_EXERCISE AIM_: Go over the lines below, and when one contains the word "green", copy it.

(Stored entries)
<<<<

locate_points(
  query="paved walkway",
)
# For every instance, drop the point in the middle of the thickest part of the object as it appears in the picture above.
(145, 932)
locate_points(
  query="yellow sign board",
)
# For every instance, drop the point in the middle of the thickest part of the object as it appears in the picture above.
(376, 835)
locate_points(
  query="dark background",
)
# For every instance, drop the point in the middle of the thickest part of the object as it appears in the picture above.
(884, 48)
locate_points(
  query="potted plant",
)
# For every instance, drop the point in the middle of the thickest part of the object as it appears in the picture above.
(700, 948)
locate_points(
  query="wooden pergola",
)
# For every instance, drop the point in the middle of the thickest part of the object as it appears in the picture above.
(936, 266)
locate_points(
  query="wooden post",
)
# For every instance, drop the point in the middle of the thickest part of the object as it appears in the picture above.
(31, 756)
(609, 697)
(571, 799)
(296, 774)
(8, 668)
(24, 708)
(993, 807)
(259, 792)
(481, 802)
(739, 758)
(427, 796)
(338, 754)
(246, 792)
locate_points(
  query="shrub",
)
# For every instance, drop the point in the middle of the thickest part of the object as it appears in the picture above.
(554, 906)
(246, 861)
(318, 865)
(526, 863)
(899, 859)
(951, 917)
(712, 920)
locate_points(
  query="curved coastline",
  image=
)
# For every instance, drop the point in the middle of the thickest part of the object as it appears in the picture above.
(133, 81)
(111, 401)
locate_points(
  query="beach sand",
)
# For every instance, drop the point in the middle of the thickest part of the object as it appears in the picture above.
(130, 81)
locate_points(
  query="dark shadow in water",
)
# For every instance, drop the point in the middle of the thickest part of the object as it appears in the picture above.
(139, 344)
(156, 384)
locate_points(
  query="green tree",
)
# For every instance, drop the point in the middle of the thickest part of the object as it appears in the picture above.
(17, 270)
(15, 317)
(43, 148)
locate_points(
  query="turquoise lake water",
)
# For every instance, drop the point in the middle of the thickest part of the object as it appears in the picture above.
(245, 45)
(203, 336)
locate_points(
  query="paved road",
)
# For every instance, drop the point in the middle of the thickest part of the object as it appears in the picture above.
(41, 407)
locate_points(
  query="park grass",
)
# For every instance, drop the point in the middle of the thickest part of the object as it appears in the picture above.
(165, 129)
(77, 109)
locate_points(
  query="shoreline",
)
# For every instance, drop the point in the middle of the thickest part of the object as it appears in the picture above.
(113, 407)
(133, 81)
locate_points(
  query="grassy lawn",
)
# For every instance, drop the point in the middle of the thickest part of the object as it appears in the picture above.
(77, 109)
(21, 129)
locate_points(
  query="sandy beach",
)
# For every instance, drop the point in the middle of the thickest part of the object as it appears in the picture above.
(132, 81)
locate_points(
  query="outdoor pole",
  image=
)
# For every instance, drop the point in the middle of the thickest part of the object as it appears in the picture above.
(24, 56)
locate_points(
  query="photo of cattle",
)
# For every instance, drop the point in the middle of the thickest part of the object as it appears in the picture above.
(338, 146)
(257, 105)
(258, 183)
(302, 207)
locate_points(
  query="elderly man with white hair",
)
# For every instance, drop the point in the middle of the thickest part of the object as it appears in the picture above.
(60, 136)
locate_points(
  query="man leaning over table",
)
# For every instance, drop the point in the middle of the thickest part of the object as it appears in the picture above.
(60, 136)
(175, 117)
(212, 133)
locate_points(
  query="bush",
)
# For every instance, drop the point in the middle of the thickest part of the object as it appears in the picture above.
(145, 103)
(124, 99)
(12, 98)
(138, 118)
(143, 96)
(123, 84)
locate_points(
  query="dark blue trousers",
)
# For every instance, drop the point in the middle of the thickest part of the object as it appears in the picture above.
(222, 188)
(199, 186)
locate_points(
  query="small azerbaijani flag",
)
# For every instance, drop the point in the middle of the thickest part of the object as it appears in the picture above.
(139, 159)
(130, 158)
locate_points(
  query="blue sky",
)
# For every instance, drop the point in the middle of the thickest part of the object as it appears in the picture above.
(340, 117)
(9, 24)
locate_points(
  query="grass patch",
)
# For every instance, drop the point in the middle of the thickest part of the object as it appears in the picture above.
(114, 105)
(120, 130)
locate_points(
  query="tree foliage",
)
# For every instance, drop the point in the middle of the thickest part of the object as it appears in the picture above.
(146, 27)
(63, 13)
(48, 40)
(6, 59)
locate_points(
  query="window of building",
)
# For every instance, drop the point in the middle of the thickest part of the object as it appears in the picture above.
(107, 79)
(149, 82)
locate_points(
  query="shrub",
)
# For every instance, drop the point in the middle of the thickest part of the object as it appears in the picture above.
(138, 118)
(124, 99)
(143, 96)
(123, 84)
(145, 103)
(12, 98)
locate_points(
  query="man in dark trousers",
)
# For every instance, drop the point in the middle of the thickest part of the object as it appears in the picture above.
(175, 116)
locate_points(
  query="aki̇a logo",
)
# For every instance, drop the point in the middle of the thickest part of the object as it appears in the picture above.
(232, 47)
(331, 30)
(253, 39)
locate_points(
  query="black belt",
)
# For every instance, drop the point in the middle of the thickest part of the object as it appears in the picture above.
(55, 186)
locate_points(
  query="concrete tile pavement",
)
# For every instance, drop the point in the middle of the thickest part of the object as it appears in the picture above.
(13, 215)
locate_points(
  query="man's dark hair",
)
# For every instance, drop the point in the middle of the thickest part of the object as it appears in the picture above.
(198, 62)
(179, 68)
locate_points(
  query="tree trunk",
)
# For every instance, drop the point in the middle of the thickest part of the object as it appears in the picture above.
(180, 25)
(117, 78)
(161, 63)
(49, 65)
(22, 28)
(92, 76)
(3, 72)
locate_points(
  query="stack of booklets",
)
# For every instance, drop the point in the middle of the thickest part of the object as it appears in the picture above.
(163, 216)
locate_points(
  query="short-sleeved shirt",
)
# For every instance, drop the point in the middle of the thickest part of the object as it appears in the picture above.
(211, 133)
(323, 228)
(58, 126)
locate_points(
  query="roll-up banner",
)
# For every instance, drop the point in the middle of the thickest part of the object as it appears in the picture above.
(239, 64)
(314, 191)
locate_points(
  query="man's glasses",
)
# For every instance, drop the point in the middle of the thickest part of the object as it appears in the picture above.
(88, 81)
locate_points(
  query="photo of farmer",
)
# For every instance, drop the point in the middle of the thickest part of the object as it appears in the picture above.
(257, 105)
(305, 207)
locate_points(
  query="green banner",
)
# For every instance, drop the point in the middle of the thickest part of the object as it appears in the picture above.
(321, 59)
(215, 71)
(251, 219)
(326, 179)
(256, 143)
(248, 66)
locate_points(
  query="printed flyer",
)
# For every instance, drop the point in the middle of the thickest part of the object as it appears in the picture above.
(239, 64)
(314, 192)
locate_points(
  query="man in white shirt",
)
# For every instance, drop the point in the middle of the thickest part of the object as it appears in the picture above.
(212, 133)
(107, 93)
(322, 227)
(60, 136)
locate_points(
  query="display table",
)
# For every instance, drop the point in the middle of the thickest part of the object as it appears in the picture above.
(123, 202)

>>>>

_ANSWER TO THIS TASK_:
  query="green tree",
  query="green banner",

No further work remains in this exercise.